**SHORT PROBLEM:**
Only the lines from the one containing "Would you be able to mark the shop" to the end of the entries should be written out, each exactly as it stands, both ends included.

**RECORDS FOR THE EXERCISE:**
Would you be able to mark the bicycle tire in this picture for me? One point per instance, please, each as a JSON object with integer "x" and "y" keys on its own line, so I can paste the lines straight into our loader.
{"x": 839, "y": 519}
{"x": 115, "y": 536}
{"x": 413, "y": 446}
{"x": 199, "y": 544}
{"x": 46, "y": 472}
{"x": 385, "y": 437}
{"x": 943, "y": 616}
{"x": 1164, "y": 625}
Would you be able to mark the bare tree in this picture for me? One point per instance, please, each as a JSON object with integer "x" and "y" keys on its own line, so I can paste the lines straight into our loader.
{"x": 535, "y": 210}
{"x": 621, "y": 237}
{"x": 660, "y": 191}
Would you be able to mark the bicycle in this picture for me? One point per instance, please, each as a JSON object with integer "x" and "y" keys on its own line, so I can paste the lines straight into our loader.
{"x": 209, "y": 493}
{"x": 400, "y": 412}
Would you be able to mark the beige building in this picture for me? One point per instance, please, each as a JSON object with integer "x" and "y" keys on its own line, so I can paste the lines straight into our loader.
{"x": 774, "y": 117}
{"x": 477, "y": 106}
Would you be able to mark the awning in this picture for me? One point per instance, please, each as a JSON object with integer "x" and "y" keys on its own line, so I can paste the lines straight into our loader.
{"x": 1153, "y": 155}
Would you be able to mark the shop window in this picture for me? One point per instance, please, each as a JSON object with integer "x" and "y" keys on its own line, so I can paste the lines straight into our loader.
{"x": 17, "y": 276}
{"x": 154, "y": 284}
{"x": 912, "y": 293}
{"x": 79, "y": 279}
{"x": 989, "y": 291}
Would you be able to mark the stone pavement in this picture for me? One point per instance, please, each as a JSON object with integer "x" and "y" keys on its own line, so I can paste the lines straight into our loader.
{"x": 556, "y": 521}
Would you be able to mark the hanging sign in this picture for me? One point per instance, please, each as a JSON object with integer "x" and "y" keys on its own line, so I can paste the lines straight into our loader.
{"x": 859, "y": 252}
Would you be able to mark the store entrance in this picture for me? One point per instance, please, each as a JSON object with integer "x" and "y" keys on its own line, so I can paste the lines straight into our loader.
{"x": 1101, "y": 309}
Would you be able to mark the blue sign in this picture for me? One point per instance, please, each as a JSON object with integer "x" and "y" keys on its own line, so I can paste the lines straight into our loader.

**COMPLETE ANSWER:**
Would you be able to mark the shop window in this picture for me? One point per instance, please, each as a JSON object with integer "x" and "y" keys on its own line, so I can paste the lines straight into our loader.
{"x": 17, "y": 276}
{"x": 154, "y": 284}
{"x": 912, "y": 293}
{"x": 79, "y": 279}
{"x": 989, "y": 291}
Would you be able to mark the stone pavement in this picture for me? One point per instance, please, each as a JSON object with integer "x" and "y" keys on its own line, so I can paste the lines straight into our loader.
{"x": 556, "y": 521}
Would you be able to mark the hanging sign in this picture for me? One point per instance, please, each as a JSON object with integer "x" and "y" keys on its own line, so I can paste the lines straight into our loader.
{"x": 859, "y": 252}
Would you be able to mark the store entrance in this picture for me? One point per instance, please, each as a JSON object with integer "x" and "y" keys on its own line, so I can paste the lines straight into our loader.
{"x": 1101, "y": 309}
Would you be able to mark the blue sign in this picture for me? One point per instance, please, each as a JSON object with integer "x" and "y" keys on its own line, so I can paste the lines straight into our loader.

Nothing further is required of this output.